**Text passage:**
****
Any past articles or advice on a Canadian buying in Palm Springs, CA.
Going to buying for investment purposes with hopefully rental income
form vacation/tenant options.
Concerned about tax implications, property taxes, IRS, estate fees and
anything else you can think of.
Thanks,
----------------------------------------
david ingram replies:
For others, the writer is referring to Ozzie Jurock's excellent Real
Estate Investment Groups. Find out more at www.jurock.com
To the questioner
You likely need to buy an hours consultation. It is too bad that you
missed Ozzie's Jan 6 seminar.
I am just answering with a series of old questions -
-------------------------
Sent: Wednesday, January
30, 2008 12:36 PM
Subject: buying land in
Texas
Hi Sir/Madam,
I am a Canadian citizen and I want to buy property in somewhere in
Texas. Do I have to pay any different tax?
Thank you
------------------------------
david ingram replies:
This older Q & A should
assist you.
---------------------------------------------
davidingram@shaw.ca:
Please see bottom of message if you wish to unsubscribe.
------------------------------------------
Hello David,
As per our conversation earlier,
my dad is a Canadian Citizen and has very good credit. He wants to buy
home in US , but just to rent it later. What would be the requirements
for this, and what papers he would need? He has no intentions to live
or work in US.
Thanks,
THE FOLLOWING IS WHAT WE HANDED
OUT AT THE SEMINAR FOR 113 PEOPLE INVESTING IN THE US.
There are no restrictions. He can buy anything he can afford but can
NOT do any work on it if it is a rental property.
He does not need anything but a Canadian Passport to go to the US to
buy the property.
And, if going by land, he only needs a valid Canadian Government
driver's licence with a picture on it AND a birth certificate or a
Canadian Health Card.
=================================
My_question_is: Applicable
to both US and Canada
Subject: Filing tax on New Rental Property Texas
Expert: taxman@centa.com
Date: Saturday January 19, 2008
Time: 05:23 PM -0000
QUESTION:
We are Canadians and acquired a residential property in Texas in Dec
2007. We have a property manager and sent in applications for ITINs.
Our intention is to rent the property out for a number of years and
then reside in it seasonally.
We will have to seek representation for future tax filings but have a
number of questions:
1. Well we haven't rented out the property yet, we incurred expenses in
2007(legal, renovations, interest, property management).
Can we carry forward these expenses to filing in both jurisdictions in
2008 ?
2. We did two trips in 2007 for searching for
properties in the location before we bought. Are the costs associated
with these trips, deductible in both Canada and US filings?
3. Depreciation - our intention after renting out the property for a
number of years is to use it as a secondary residence. What are the
considerations concerning deducting depreciation with any future
disposition?
****
**Data:**
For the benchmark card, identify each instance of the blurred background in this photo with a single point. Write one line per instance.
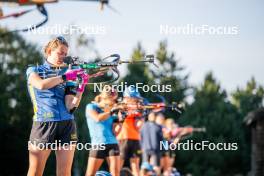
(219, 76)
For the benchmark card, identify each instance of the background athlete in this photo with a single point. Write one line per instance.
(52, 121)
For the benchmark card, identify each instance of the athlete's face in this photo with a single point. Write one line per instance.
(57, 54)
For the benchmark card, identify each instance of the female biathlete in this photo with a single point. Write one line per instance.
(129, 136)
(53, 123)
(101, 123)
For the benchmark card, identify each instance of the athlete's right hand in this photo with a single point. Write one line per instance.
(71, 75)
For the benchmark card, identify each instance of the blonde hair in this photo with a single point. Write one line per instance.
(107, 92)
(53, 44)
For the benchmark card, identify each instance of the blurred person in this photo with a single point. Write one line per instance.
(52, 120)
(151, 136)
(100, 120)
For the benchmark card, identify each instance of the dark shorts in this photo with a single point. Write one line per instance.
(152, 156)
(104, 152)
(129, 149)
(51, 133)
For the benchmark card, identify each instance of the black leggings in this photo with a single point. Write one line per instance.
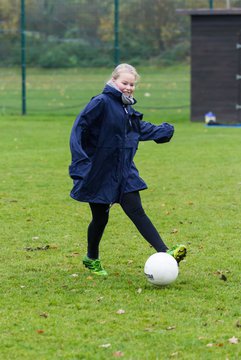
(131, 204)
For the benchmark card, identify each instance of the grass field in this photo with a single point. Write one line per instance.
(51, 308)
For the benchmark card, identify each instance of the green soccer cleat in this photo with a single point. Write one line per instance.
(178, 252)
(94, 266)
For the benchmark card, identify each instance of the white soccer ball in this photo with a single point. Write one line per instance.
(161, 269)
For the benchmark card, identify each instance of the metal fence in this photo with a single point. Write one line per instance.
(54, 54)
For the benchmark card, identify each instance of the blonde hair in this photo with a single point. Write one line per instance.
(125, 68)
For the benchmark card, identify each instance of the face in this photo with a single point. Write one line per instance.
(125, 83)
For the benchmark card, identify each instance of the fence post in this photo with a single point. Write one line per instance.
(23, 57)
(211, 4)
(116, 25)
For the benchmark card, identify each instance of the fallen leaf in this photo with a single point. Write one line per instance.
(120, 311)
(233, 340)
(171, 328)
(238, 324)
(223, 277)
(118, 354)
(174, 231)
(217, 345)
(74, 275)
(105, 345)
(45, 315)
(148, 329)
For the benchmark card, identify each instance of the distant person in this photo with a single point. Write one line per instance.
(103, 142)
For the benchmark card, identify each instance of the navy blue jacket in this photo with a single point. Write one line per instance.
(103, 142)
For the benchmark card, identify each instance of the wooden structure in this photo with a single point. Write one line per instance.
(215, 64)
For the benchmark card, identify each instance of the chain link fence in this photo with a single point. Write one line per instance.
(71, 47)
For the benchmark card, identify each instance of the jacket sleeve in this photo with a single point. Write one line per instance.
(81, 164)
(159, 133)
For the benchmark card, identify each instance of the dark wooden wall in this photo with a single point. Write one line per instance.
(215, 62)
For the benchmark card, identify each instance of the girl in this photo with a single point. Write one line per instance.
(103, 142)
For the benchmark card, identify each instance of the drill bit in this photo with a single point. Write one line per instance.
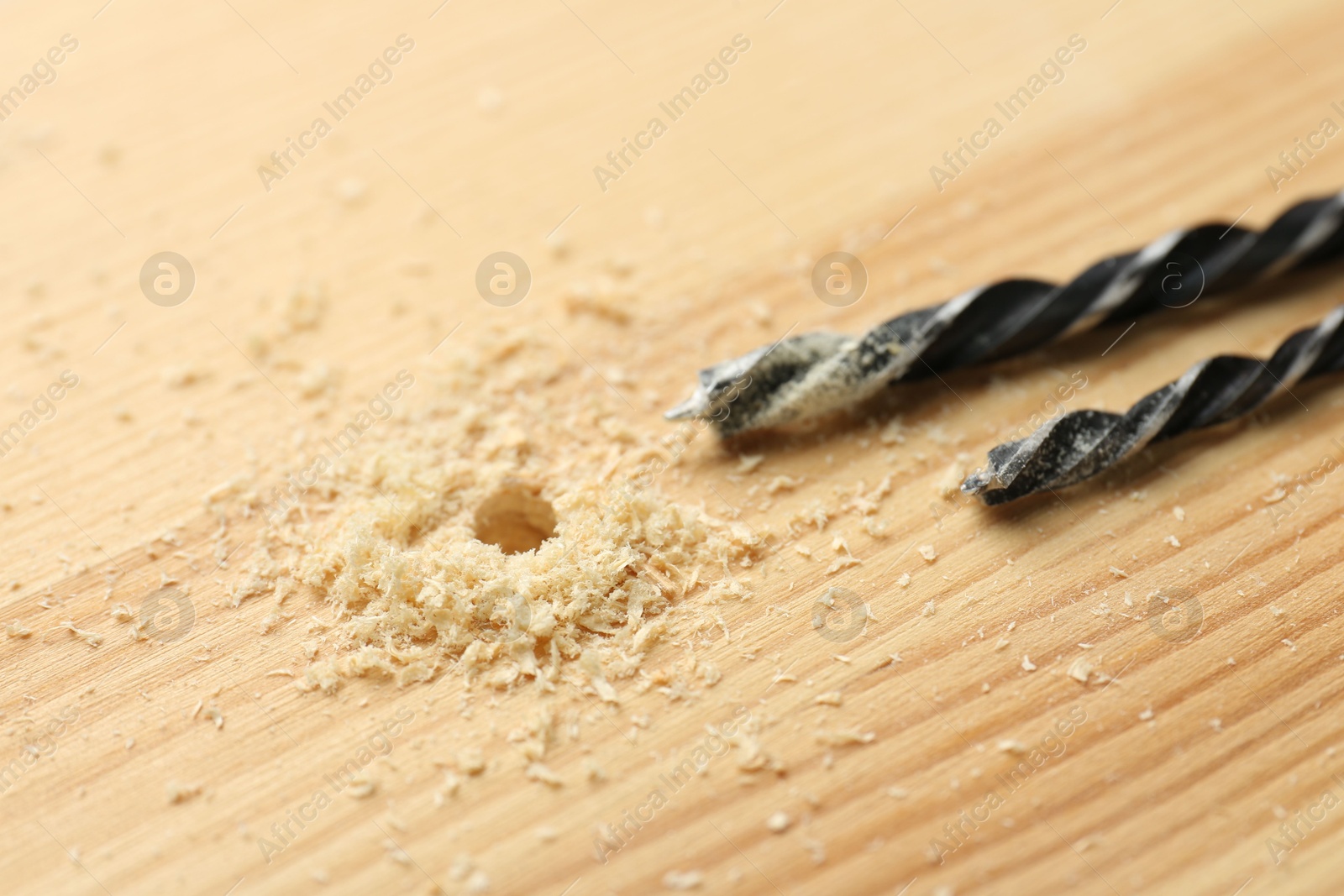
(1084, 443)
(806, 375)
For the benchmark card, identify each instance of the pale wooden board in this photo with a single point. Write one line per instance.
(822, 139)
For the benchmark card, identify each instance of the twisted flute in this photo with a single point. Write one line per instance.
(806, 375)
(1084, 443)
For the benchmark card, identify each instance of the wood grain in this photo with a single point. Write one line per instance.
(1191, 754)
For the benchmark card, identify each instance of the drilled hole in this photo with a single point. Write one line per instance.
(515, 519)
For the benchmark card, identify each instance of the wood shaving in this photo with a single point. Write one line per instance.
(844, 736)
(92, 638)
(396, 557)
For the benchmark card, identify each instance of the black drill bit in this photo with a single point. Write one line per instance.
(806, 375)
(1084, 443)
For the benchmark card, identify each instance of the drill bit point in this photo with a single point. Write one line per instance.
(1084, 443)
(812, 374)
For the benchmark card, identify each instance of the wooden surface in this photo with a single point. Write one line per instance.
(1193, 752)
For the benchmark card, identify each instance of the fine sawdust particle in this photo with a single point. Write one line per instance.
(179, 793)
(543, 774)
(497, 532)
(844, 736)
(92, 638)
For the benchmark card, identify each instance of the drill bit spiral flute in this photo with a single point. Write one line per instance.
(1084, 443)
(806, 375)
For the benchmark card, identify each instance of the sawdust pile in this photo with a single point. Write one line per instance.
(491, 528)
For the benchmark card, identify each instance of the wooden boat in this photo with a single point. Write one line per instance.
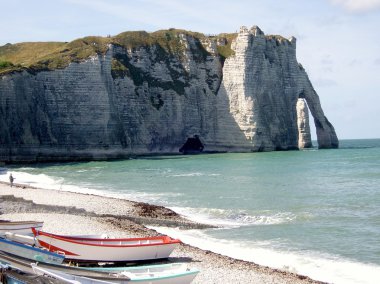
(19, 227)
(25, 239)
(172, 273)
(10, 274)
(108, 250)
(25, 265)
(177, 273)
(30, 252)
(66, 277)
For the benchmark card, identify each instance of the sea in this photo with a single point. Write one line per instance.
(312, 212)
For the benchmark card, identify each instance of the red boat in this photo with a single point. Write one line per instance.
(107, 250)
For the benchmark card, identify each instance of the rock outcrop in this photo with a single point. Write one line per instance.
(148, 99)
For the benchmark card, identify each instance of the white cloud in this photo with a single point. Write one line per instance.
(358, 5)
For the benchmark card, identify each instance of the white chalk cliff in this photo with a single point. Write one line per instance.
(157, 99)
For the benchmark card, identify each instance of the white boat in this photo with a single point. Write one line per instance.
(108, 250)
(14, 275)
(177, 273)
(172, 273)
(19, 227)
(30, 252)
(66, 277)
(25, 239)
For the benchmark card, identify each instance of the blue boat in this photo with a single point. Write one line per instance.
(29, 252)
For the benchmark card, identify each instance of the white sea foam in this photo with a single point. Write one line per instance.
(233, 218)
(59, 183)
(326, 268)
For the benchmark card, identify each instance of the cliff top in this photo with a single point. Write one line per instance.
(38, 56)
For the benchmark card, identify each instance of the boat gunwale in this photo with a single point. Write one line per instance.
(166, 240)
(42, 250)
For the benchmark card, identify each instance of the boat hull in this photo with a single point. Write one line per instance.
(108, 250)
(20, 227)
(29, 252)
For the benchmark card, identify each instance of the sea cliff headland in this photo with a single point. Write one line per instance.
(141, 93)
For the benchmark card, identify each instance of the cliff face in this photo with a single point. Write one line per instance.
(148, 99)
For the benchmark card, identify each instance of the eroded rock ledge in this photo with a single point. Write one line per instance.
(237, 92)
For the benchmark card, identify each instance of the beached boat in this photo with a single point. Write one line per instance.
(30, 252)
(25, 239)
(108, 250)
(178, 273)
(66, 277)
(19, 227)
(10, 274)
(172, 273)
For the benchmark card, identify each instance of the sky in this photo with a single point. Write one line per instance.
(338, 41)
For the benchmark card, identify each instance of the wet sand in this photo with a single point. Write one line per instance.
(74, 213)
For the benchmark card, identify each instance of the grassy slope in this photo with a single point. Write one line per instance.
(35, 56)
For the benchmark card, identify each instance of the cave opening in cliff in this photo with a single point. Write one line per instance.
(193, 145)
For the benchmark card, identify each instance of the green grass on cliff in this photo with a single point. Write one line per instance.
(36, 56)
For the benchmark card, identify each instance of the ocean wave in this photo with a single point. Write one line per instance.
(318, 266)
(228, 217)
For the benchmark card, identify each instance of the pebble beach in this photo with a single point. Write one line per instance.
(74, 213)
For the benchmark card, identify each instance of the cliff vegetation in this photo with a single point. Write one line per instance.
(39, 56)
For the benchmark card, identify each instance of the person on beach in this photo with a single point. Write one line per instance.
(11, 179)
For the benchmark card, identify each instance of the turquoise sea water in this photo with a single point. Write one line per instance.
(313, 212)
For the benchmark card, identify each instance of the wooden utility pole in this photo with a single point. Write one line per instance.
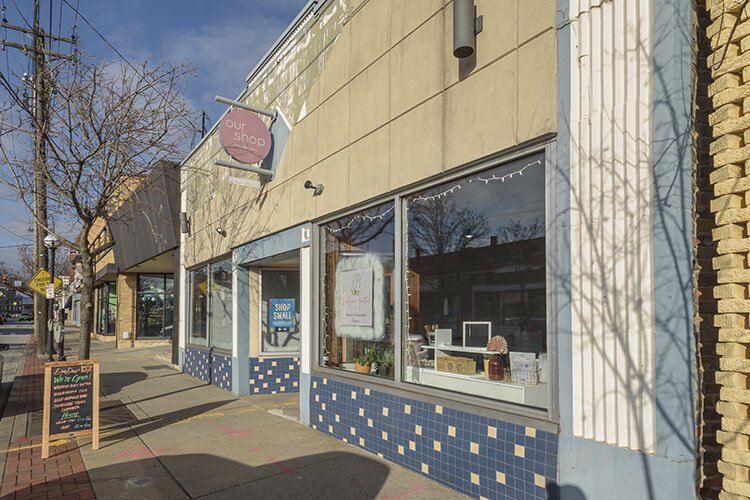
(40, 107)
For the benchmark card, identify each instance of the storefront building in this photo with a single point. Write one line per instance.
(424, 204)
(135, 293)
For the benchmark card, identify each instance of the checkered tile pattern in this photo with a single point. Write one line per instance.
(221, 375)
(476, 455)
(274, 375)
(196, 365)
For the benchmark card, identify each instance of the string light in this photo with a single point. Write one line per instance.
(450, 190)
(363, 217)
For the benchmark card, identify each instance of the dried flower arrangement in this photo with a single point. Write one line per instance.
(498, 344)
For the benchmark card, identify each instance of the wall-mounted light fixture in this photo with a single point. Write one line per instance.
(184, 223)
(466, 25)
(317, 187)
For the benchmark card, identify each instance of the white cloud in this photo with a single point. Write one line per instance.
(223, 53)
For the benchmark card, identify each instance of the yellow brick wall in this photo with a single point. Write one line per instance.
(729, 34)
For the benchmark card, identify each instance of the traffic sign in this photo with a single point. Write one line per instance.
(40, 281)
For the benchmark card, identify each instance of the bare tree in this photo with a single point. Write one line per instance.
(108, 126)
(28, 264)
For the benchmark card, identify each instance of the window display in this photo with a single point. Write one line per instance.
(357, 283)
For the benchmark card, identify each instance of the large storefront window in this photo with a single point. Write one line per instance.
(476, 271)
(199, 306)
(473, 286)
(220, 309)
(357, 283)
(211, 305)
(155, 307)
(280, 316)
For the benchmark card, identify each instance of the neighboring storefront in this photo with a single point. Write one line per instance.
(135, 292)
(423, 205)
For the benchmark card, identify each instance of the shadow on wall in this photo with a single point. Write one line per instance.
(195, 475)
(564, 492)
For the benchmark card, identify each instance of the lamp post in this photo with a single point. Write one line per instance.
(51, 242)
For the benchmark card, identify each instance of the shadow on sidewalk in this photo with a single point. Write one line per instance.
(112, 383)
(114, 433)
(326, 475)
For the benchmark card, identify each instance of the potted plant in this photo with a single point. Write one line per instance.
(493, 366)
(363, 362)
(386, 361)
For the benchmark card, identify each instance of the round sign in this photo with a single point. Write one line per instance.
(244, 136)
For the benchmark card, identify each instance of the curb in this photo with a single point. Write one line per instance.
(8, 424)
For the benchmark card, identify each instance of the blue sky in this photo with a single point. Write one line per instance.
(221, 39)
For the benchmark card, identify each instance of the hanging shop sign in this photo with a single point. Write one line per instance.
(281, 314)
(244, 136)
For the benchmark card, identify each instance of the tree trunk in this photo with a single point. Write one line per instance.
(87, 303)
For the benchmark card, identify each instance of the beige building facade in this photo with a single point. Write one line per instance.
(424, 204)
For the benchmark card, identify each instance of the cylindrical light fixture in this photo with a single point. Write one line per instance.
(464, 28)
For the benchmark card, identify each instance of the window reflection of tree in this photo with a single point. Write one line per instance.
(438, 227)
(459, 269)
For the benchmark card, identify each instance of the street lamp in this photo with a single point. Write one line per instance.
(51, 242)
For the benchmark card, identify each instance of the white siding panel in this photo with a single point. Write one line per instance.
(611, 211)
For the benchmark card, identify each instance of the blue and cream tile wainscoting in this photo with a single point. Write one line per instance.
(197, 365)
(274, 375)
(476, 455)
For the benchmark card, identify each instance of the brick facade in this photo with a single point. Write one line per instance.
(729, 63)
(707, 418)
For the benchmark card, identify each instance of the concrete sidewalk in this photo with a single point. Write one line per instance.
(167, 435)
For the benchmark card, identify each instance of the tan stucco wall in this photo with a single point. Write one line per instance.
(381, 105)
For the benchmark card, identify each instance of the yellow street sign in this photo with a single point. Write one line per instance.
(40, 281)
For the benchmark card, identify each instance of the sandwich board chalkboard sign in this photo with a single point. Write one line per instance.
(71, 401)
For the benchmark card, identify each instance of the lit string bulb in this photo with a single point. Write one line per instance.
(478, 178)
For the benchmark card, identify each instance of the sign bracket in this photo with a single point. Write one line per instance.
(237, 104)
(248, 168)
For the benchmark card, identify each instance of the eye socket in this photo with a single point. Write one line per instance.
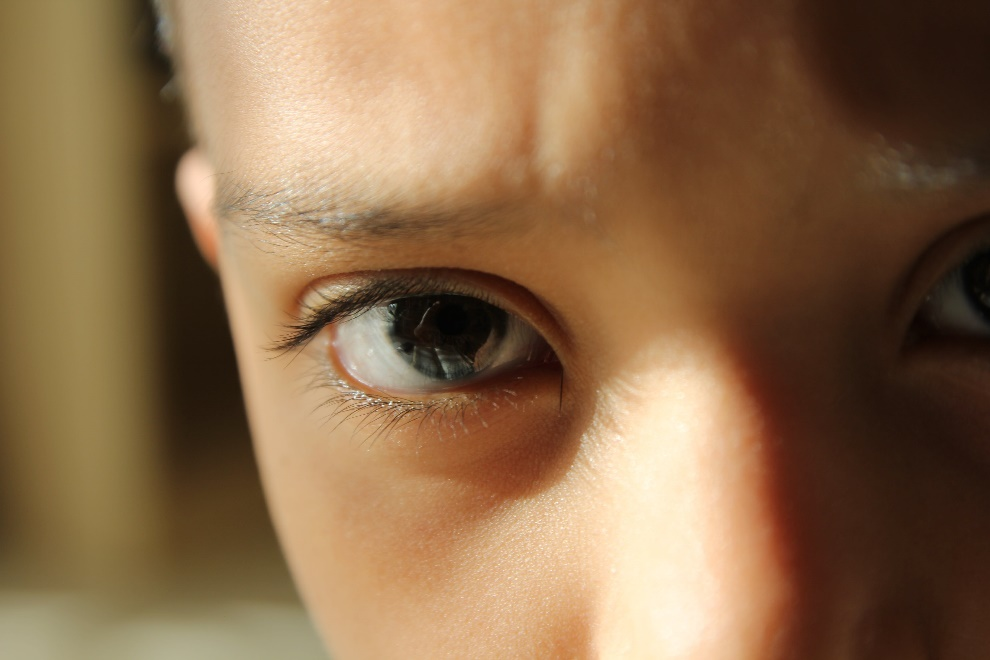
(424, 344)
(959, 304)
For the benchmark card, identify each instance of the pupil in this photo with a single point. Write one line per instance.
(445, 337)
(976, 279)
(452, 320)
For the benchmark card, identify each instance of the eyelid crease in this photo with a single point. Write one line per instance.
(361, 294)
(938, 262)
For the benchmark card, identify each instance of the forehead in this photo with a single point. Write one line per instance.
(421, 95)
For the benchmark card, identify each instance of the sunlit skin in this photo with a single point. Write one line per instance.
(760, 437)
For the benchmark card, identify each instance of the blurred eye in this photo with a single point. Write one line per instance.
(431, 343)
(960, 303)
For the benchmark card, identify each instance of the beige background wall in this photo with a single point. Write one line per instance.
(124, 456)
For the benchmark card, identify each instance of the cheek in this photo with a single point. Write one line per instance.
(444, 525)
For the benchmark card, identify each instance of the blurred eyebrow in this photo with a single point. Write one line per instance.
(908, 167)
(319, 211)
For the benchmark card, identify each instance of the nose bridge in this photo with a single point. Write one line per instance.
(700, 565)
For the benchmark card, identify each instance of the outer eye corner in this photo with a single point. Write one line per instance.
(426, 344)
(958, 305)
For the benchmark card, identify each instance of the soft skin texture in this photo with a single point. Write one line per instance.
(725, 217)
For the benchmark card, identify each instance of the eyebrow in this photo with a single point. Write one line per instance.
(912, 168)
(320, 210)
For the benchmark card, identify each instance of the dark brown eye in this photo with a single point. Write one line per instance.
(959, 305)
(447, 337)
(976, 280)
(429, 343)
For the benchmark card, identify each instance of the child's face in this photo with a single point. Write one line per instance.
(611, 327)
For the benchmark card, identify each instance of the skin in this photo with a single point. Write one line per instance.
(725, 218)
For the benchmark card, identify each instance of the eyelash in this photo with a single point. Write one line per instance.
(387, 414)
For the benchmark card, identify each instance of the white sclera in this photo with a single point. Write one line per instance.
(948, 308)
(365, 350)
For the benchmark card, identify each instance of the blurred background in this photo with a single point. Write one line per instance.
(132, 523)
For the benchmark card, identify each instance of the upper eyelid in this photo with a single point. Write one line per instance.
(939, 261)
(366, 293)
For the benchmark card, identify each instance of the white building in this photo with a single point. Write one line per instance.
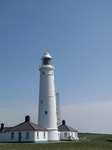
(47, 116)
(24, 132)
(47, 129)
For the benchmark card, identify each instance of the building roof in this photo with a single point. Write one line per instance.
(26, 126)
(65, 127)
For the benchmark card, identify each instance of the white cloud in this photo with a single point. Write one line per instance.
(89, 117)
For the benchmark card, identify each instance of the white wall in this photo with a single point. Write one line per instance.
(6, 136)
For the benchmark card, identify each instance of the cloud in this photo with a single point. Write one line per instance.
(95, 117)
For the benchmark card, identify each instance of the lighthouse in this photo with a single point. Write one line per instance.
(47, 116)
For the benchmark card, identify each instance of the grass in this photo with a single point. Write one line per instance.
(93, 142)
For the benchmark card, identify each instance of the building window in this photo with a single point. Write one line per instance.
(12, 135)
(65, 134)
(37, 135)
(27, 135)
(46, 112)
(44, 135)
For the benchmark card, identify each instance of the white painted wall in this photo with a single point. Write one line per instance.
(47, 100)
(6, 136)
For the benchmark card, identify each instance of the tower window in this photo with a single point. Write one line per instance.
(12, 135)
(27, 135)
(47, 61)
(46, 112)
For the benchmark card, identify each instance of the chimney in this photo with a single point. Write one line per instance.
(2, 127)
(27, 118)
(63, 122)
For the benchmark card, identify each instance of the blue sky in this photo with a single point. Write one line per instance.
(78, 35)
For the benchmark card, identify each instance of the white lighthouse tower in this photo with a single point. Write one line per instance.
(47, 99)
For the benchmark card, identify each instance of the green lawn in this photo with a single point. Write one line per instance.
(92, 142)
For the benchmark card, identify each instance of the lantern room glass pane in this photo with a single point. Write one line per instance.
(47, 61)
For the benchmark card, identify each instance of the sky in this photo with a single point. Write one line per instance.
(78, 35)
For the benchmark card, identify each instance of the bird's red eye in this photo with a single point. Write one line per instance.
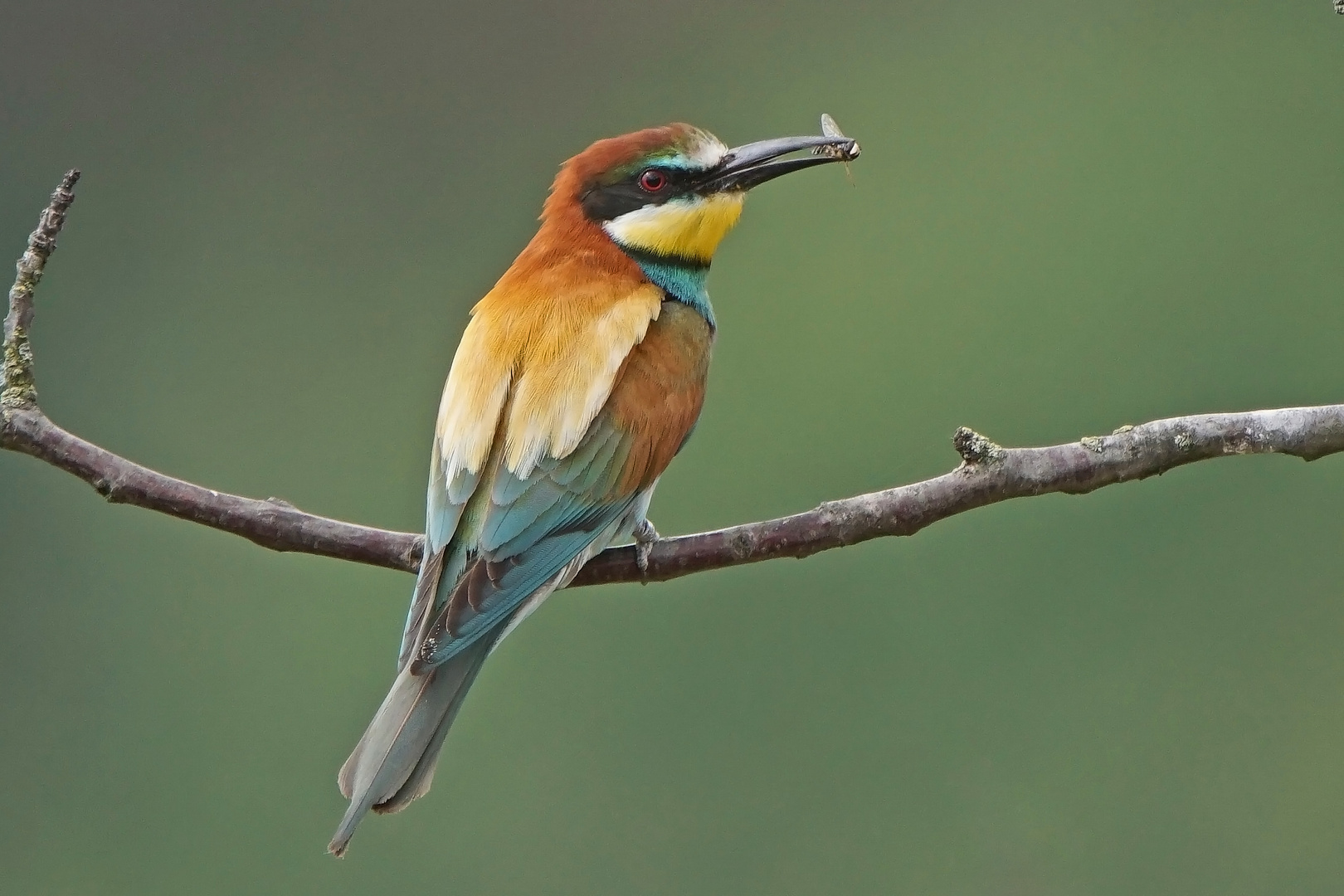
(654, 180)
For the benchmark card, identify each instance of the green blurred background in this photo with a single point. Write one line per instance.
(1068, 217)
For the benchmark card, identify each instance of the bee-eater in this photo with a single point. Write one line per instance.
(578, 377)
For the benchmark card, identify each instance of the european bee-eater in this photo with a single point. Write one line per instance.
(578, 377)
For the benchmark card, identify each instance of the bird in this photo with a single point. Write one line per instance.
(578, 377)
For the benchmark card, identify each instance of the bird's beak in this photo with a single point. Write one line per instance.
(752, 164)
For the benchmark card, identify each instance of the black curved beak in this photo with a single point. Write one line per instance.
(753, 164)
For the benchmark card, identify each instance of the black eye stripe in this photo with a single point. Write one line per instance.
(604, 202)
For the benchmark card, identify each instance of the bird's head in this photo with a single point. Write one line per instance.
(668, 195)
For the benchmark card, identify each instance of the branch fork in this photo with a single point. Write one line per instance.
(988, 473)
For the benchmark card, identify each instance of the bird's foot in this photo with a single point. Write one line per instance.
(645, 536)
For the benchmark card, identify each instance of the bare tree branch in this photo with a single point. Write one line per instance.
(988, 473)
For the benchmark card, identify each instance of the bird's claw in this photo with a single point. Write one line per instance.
****
**Tasks and exercises:**
• a. In the page on Canadians buying US property, how many people was the seminar handout on investing in the US given to?
• b. Please say whether each statement agrees with the page on Canadians buying US property, answering yes or no and quoting the deciding words: (i) The father may do work on a rental property he buys. (ii) The Texas residential property was acquired in December 2007. (iii) The owners of the Texas property have already rented it out.

**Responses:**
• a. 113 people.

• b.
(i) No: "can NOT do any work on it if it is a rental property."
(ii) Yes: "acquired a residential property in Texas in Dec 2007."
(iii) No: "we haven't rented out the property yet."